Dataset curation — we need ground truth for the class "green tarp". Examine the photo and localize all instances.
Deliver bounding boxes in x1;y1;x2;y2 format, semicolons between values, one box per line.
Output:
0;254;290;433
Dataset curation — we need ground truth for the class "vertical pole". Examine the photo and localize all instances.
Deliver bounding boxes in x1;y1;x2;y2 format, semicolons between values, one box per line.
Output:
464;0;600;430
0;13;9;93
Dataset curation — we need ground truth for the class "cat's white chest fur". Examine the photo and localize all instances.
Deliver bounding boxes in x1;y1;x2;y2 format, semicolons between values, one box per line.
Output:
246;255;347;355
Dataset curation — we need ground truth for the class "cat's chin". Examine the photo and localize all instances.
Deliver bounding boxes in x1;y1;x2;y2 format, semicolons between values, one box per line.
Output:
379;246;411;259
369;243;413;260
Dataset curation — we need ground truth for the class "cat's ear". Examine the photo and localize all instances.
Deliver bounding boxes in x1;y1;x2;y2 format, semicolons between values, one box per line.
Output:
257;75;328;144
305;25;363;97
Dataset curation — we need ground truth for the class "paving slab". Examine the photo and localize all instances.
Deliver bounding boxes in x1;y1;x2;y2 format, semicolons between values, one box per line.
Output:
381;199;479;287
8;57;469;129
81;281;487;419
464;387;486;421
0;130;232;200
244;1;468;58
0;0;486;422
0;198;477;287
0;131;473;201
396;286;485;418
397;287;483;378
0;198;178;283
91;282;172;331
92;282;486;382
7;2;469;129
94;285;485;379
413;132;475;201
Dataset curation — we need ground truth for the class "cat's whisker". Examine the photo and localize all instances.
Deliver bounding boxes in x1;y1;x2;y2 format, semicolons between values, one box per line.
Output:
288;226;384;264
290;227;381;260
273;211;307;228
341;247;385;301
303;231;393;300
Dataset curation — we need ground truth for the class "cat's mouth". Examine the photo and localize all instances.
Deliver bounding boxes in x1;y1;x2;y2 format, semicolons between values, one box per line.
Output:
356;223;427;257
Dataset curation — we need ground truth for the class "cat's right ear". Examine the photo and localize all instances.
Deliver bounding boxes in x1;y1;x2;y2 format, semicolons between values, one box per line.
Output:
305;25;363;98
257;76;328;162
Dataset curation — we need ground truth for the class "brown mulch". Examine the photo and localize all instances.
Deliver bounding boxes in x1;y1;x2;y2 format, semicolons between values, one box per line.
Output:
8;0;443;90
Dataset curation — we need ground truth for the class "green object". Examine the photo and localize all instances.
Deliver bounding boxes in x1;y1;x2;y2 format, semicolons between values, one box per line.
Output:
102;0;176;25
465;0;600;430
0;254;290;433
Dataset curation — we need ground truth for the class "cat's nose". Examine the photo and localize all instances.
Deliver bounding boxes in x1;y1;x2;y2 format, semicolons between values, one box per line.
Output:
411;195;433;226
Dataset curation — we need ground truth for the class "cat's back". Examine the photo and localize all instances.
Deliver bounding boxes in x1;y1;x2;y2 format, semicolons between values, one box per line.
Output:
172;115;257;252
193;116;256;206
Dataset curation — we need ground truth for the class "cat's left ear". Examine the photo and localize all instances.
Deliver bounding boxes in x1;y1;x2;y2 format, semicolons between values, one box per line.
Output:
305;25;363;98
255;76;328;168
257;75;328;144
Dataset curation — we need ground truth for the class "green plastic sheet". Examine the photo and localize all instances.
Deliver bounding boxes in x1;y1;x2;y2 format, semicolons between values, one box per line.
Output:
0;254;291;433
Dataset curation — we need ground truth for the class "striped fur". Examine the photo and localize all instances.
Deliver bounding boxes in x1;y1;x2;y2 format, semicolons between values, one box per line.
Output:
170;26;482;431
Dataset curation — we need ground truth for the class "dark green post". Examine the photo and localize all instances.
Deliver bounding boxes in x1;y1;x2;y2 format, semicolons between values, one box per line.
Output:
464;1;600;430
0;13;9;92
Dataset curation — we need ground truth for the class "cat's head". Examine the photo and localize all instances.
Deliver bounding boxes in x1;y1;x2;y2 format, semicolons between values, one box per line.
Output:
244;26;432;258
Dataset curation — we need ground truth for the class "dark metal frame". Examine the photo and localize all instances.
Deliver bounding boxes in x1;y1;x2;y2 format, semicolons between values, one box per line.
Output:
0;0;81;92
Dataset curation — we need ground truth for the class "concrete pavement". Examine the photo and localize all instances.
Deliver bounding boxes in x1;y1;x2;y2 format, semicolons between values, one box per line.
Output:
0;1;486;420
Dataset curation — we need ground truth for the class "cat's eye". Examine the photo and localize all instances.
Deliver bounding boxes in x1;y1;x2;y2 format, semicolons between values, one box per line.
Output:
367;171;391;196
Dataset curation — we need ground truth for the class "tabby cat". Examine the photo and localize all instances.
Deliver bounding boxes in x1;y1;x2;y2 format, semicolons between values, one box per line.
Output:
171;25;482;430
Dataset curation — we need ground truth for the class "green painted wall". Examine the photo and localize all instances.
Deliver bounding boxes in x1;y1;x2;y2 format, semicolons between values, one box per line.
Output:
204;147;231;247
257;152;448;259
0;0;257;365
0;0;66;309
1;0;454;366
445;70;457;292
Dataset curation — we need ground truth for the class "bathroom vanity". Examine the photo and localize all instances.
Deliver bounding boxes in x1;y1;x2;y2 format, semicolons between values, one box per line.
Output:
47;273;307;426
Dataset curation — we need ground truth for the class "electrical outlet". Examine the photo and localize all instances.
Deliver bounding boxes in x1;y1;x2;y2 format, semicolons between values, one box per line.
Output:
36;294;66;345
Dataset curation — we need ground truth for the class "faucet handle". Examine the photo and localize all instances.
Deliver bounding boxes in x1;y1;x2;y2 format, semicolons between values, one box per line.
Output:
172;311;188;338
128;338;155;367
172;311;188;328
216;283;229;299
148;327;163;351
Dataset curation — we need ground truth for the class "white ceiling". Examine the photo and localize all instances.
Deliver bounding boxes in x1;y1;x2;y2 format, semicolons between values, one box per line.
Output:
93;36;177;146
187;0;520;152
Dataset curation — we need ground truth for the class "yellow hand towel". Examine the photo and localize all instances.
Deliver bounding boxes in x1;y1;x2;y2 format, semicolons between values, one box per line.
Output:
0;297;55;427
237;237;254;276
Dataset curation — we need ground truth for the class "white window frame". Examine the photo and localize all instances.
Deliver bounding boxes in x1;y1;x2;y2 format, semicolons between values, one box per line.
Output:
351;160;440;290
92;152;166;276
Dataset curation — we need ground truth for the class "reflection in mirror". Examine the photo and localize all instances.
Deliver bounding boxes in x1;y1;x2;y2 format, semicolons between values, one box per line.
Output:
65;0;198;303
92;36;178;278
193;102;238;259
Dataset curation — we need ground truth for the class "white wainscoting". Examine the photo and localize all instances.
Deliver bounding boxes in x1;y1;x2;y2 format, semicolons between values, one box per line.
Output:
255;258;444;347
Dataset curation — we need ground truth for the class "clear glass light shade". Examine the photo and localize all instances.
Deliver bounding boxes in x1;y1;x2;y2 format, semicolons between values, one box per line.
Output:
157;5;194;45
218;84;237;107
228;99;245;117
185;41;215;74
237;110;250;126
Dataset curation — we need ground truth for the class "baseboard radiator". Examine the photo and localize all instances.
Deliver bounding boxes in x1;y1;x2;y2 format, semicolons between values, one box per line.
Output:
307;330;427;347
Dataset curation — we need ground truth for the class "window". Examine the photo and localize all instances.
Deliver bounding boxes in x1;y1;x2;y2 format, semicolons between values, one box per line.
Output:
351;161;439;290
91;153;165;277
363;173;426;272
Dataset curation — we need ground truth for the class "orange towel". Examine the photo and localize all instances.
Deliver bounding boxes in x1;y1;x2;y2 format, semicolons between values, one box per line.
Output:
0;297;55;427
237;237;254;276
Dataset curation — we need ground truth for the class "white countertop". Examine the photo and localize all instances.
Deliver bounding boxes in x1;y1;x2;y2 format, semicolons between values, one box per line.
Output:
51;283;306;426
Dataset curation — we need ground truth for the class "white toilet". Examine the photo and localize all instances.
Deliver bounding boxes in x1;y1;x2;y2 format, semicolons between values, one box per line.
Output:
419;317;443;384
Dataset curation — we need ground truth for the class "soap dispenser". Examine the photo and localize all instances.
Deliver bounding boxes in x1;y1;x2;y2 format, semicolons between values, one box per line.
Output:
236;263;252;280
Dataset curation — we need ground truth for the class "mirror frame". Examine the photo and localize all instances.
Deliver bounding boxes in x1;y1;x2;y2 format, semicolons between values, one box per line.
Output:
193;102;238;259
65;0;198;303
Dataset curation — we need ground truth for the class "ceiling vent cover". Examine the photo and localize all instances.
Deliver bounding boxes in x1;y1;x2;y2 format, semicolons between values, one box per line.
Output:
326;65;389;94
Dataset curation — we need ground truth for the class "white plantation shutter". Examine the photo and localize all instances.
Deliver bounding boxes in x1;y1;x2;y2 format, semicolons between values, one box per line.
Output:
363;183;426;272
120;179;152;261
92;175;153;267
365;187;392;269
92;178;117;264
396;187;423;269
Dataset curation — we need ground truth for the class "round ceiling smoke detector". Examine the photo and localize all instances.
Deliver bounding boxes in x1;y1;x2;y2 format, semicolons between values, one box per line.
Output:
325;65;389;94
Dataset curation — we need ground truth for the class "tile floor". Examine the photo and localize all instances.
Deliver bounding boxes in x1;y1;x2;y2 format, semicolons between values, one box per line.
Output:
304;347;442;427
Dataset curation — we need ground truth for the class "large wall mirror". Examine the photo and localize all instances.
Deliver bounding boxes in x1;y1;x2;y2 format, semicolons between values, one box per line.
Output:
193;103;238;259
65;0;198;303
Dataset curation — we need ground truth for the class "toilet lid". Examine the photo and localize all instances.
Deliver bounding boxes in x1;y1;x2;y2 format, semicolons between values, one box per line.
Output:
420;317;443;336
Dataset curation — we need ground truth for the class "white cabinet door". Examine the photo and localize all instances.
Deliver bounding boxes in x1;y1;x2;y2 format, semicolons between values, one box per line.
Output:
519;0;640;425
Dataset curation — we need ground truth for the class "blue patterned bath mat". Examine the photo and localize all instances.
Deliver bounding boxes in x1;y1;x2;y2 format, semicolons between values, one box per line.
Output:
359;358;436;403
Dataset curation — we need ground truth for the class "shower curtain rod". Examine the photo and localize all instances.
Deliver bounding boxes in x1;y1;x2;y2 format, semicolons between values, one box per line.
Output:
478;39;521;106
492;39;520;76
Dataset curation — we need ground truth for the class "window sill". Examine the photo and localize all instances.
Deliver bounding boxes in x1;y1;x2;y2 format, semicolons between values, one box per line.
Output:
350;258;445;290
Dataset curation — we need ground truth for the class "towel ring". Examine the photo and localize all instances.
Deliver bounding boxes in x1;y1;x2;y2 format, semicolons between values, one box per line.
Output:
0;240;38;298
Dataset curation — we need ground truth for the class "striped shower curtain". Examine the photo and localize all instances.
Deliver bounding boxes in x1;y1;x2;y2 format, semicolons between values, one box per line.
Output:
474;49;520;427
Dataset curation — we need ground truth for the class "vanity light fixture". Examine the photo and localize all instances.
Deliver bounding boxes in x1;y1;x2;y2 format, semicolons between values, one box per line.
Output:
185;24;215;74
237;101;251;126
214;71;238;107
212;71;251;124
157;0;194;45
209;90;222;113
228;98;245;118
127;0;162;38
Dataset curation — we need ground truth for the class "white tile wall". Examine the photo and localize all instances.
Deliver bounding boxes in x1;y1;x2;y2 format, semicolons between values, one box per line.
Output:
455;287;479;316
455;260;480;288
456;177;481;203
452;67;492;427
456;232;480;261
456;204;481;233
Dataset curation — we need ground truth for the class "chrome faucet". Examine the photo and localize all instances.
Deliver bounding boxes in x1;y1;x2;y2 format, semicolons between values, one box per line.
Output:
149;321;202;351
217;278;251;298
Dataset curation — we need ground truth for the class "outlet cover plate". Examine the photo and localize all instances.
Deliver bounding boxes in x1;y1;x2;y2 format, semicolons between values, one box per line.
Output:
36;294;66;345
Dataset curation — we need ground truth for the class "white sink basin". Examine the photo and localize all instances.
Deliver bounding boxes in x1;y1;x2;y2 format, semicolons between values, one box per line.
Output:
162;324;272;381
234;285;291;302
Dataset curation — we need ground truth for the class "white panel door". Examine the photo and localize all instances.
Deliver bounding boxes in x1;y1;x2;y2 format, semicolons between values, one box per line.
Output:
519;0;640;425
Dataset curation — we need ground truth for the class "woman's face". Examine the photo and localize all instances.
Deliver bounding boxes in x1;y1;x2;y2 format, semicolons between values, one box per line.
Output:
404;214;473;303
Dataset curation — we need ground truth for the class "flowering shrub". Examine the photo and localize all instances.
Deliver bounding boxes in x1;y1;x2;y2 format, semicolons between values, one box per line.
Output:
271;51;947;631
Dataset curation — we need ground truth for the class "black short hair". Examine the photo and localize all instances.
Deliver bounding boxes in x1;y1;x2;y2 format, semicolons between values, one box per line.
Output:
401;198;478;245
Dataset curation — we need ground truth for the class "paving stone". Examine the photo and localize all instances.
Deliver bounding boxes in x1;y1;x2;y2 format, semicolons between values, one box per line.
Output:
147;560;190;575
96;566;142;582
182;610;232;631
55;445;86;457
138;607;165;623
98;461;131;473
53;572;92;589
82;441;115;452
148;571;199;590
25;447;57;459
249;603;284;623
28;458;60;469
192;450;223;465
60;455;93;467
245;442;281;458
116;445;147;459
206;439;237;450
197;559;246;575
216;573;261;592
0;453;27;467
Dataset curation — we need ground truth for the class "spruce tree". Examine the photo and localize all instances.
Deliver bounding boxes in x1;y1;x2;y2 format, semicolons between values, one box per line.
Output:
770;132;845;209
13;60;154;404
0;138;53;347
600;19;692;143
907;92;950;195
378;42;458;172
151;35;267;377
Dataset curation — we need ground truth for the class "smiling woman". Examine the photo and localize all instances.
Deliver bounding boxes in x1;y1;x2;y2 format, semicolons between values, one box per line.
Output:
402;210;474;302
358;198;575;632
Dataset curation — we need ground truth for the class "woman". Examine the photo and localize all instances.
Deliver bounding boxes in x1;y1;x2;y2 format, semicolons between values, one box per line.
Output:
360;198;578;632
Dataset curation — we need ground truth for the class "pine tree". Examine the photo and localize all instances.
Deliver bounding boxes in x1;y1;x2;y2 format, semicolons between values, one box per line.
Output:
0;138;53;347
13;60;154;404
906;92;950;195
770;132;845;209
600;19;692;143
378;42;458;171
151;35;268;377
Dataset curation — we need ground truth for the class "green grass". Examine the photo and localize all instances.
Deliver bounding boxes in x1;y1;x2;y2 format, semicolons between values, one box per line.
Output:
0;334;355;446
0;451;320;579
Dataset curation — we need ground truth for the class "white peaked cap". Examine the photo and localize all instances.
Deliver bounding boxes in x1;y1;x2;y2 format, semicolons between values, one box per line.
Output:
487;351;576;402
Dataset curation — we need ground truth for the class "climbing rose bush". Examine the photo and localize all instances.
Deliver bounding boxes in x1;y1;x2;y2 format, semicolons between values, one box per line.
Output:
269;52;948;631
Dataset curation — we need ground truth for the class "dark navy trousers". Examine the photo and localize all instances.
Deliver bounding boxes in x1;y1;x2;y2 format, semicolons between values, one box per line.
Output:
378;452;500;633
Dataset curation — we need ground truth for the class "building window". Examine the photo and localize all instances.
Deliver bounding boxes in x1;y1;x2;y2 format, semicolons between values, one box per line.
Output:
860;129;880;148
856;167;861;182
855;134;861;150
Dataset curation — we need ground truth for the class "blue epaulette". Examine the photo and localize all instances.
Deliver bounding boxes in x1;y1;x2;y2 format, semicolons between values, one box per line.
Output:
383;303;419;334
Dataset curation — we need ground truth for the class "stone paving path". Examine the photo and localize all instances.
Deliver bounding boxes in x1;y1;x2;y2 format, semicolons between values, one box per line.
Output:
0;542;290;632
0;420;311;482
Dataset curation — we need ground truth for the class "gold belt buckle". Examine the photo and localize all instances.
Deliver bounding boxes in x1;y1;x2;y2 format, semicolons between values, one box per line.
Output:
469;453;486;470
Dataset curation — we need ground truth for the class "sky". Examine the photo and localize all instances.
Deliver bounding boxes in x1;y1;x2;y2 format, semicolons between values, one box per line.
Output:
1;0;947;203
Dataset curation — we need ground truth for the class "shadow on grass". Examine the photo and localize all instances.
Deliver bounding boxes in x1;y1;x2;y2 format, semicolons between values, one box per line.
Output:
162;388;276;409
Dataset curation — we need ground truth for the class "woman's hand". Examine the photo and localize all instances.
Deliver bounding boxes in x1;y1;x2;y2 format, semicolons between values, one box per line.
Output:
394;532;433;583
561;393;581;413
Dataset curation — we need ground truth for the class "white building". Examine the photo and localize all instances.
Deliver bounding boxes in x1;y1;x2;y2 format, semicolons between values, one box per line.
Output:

→ How to complete this task: The response must give every line from the material above that holds the string "striped".

→ Finished task:
Dataset curation — we need ground truth for the class "striped fur". Examine the photo and localize all instances.
Dataset curation — we need ground truth for the class "striped shower curtain". Examine the photo and localize all instances.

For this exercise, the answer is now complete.